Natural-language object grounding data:
|---|

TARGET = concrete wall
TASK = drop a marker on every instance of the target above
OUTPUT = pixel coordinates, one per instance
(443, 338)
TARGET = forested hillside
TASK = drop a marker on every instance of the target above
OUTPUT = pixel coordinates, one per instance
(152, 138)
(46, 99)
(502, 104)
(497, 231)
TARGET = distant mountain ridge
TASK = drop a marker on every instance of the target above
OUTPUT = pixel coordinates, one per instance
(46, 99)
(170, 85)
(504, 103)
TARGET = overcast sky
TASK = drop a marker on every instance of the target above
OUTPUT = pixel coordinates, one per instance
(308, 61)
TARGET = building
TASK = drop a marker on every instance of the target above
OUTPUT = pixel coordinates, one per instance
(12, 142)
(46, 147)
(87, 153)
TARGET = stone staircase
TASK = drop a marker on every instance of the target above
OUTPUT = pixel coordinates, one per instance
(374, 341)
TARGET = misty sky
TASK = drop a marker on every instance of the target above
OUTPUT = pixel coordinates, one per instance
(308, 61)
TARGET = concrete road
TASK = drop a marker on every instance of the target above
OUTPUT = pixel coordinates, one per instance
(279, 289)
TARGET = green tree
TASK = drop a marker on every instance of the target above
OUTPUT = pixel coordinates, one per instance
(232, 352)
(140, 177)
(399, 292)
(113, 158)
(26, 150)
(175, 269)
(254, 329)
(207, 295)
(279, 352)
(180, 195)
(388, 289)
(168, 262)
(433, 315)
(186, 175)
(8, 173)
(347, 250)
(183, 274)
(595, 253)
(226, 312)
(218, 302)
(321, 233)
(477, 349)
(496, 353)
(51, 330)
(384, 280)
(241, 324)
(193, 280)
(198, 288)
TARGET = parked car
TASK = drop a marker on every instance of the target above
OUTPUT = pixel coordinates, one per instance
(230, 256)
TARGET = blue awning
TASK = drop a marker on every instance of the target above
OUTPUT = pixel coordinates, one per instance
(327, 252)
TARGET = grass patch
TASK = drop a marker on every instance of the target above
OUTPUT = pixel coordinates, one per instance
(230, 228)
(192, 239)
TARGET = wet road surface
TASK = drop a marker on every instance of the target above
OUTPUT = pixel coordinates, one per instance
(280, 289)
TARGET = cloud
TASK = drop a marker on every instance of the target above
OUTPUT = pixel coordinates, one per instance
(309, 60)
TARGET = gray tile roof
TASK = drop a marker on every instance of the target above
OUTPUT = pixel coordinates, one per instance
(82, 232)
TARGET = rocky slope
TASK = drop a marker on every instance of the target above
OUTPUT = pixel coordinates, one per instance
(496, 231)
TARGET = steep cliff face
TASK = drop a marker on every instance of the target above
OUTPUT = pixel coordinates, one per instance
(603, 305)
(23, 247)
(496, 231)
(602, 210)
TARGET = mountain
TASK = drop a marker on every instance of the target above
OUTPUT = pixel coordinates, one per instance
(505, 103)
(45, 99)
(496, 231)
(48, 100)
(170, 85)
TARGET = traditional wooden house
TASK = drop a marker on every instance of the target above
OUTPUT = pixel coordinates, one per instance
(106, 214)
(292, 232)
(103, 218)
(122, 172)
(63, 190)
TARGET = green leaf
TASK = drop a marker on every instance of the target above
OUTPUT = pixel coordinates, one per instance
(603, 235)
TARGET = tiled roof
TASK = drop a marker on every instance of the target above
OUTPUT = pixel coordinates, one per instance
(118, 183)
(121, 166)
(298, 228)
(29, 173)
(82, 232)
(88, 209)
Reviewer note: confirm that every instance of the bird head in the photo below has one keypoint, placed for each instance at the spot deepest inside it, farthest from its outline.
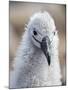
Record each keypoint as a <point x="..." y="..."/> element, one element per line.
<point x="42" y="32"/>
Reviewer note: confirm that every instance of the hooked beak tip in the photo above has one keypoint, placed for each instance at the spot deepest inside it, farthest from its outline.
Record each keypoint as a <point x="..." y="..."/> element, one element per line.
<point x="44" y="48"/>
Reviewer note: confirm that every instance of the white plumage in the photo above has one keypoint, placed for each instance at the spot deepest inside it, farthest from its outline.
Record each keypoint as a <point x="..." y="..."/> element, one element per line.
<point x="31" y="67"/>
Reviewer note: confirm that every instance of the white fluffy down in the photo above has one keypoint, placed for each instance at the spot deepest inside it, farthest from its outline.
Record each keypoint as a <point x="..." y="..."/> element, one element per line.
<point x="31" y="68"/>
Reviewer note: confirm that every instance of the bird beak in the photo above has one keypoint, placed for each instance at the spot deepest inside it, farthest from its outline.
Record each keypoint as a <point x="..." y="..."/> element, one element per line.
<point x="44" y="47"/>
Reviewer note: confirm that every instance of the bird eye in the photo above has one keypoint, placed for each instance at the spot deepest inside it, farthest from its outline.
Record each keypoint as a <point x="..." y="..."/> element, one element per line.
<point x="34" y="32"/>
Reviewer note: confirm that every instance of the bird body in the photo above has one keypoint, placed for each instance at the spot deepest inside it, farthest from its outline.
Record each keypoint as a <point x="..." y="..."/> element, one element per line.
<point x="31" y="68"/>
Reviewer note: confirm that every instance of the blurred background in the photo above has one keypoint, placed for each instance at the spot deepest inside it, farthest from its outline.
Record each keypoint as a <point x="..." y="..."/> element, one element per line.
<point x="19" y="14"/>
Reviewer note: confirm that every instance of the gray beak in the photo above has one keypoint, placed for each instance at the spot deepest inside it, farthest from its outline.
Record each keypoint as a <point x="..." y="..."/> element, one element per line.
<point x="44" y="47"/>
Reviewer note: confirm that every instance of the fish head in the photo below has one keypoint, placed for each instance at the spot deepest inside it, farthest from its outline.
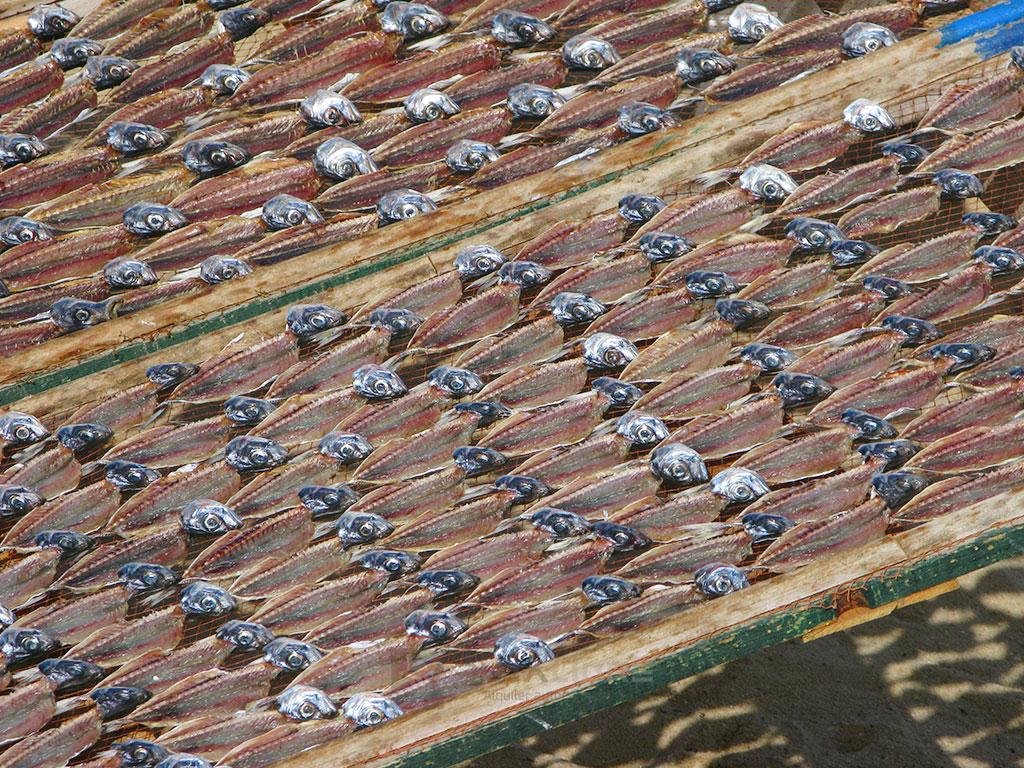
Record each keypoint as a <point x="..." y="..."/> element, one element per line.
<point x="168" y="375"/>
<point x="205" y="599"/>
<point x="308" y="320"/>
<point x="608" y="589"/>
<point x="718" y="579"/>
<point x="867" y="116"/>
<point x="361" y="527"/>
<point x="738" y="484"/>
<point x="678" y="465"/>
<point x="477" y="260"/>
<point x="519" y="651"/>
<point x="694" y="66"/>
<point x="466" y="155"/>
<point x="205" y="517"/>
<point x="750" y="23"/>
<point x="220" y="267"/>
<point x="348" y="449"/>
<point x="862" y="38"/>
<point x="247" y="412"/>
<point x="589" y="52"/>
<point x="477" y="460"/>
<point x="640" y="208"/>
<point x="603" y="350"/>
<point x="532" y="100"/>
<point x="247" y="454"/>
<point x="283" y="211"/>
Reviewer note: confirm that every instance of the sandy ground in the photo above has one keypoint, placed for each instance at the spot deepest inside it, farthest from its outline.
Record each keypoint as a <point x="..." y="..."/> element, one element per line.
<point x="935" y="685"/>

|---|

_PROBLEM TO SOLVE:_
Each entry should be transcribed exactly as given, with pictures omitted.

_EXERCISE OUTPUT:_
TARGET = concrete wall
TASK = drop a marker on every instance of the target above
OUTPUT = pixel coordinates, one per instance
(443, 338)
TARGET = forested hillside
TASK = drop a marker on every instance of the target above
OUTPUT = pixel coordinates, one per instance
(152, 138)
(46, 99)
(502, 104)
(497, 231)
TARGET = distant mountain ridge
TASK = drop a marker on every instance of the target above
OUTPUT = pixel coordinates, one per instance
(46, 99)
(170, 85)
(504, 103)
TARGET = overcast sky
TASK = drop a marker on every instance of the target above
OUTPUT = pixel coordinates, one per instance
(308, 61)
TARGET = building
TASK = drop a marker on every instance of the target above
OUTPUT = pixel coordinates, one per instance
(12, 142)
(46, 147)
(87, 153)
TARGET = stone staircase
TASK = drop a marker on every instance of the target above
OUTPUT = pixel coordinates, one per instance
(374, 341)
TARGET = misty sky
TASK = drop a marker on every instance of the target above
OUTPUT = pixel coordinates, one per instance
(308, 61)
TARGET = concrete road
TASK = drop a marker on every instance of the target above
OUTPUT = pixel coordinates, one per instance
(279, 289)
TARGET = green tree
TASK = drop a marker on every instance of the target above
OUTPUT = pixel coordinates, one per instance
(232, 352)
(140, 177)
(399, 292)
(113, 158)
(26, 150)
(175, 269)
(254, 329)
(207, 295)
(279, 352)
(180, 195)
(388, 289)
(168, 262)
(433, 315)
(186, 175)
(8, 173)
(347, 250)
(183, 274)
(595, 253)
(226, 312)
(218, 302)
(321, 233)
(477, 349)
(496, 353)
(51, 330)
(384, 280)
(241, 324)
(193, 280)
(198, 288)
TARGET = parked car
TASK = drop a marker on every instance of the target above
OUTPUT = pixel coordinates, one per instance
(230, 256)
TARGET = blue awning
TASK = drop a marker on every instance of the target above
OUTPUT = pixel coordinates, one per instance
(327, 252)
TARGET = grass patch
TASK = drop a marker on every instance of the target above
OUTPUT = pixel coordinates, one per instance
(230, 228)
(192, 239)
TARGET = wet road surface
TASK = drop a marker on every instance of the target above
OUTPUT = pixel coordinates, one per instance
(280, 289)
TARGET = cloud
TASK = drop a marker on every instance of the target above
OUTPUT = pixel coordinates, one per instance
(309, 60)
TARGET = gray tile roof
TASK = drop a marker on every instance of the target above
OUTPUT = pixel coordinates, one per instance
(82, 232)
TARGET = rocky slope
TASK = drop a marker on every instance of the target above
OUTPUT = pixel coordinates, one per instance
(496, 231)
TARGET = steep cliff face
TASK = drop a marker on every instance of the target above
OUTPUT = pixel coordinates, one per instance
(603, 305)
(23, 247)
(496, 231)
(602, 210)
TARGET = mountain
TASK = drop a marker on every instance of the target above
OUTPUT = pixel coordinates, one per instance
(505, 103)
(45, 99)
(496, 231)
(48, 100)
(170, 85)
TARGET = traditional wooden house
TASK = drop a marker on every instance of the target above
OUTPUT = pixel coordinates, one per instance
(106, 214)
(292, 232)
(103, 218)
(122, 172)
(63, 190)
TARGET = green leaf
TASK = drop a marker on every instance of the target above
OUTPUT = pixel coordinates, one per instance
(603, 235)
TARGET = tiled roof
TASK = drop a marker on every instance of the target above
OUTPUT = pixel coordinates, one per instance
(118, 183)
(121, 166)
(298, 228)
(29, 173)
(82, 232)
(88, 209)
Reviewer note: confirm that every instance of the bird head in the photo below has one keypoint, placed for each instance at the spot deepest inside it, farthest from its outline.
Record each keypoint as a <point x="..." y="..."/> element, one element per line.
<point x="42" y="32"/>
Reviewer note: confirm that every instance of the hooked beak tip in the photo above has one keypoint, placed for each instance at the spot deepest inside it, farthest from its outline.
Record each keypoint as a <point x="..." y="..."/> element, one element per line.
<point x="44" y="48"/>
Reviewer note: confirm that every instance of the white plumage in the photo above has one keypoint, placed for each instance at the spot deepest inside it, farthest from its outline.
Record each keypoint as a <point x="..." y="..."/> element, one element per line.
<point x="31" y="67"/>
Reviewer note: confirm that every instance of the white fluffy down in the photo above has one keypoint, placed for each instance at the spot deepest inside it, farthest from its outline.
Record each keypoint as a <point x="..." y="..."/> element, one element per line.
<point x="31" y="68"/>
Reviewer note: confirm that every instance of the bird beak in the photo above has one keypoint, placed for each instance at the spot deepest inside it, farthest from its outline.
Record each keypoint as a <point x="..." y="..."/> element, one element per line.
<point x="44" y="47"/>
Reviewer note: confirm that every instance of the bird eye in the photo above has one keypoint, placed for each instance at the spot deepest inside it, farthest from its outline.
Record each keypoint as a <point x="..." y="..."/> element, one element per line.
<point x="34" y="32"/>
Reviewer note: confirm that every instance of the bird body in the photo above has one keypoint, placed for each instance at the spot deepest inside it, farthest from its outline.
Record each keypoint as a <point x="..." y="..."/> element, one element per line.
<point x="31" y="68"/>
Reviewer note: confirm that every instance of the blurred background in the photo above has one keypoint, placed for each instance at the spot deepest inside it, farthest from its outline.
Record each keypoint as a <point x="..." y="..."/> element, one element per line.
<point x="19" y="14"/>
Reviewer note: confirm that every instance of the gray beak in the photo above has one keypoint, placed for each instance at the spot deepest inside it, farthest from its outline.
Record each keypoint as a <point x="..." y="..."/> element, one element per line.
<point x="44" y="47"/>
Reviewer note: confirm that every instance of the fish head in the photo below has one keypoint, placed for each instance at the spot deepest inside it, farthest from its outline.
Record each keypoint as a <point x="..." y="..."/> element, one element per line.
<point x="168" y="375"/>
<point x="205" y="599"/>
<point x="308" y="320"/>
<point x="608" y="589"/>
<point x="718" y="579"/>
<point x="867" y="116"/>
<point x="361" y="527"/>
<point x="738" y="484"/>
<point x="678" y="465"/>
<point x="477" y="260"/>
<point x="519" y="651"/>
<point x="694" y="66"/>
<point x="466" y="155"/>
<point x="205" y="517"/>
<point x="750" y="23"/>
<point x="220" y="267"/>
<point x="348" y="449"/>
<point x="862" y="38"/>
<point x="247" y="412"/>
<point x="589" y="52"/>
<point x="477" y="460"/>
<point x="640" y="208"/>
<point x="603" y="350"/>
<point x="532" y="100"/>
<point x="247" y="454"/>
<point x="283" y="211"/>
Reviewer note: confirm that every instance of the sandy ground in the photo above has one keypoint, placed for each instance at the spot deepest inside it, farthest from its outline.
Record each keypoint as a <point x="..." y="..."/> element, one element per line.
<point x="935" y="685"/>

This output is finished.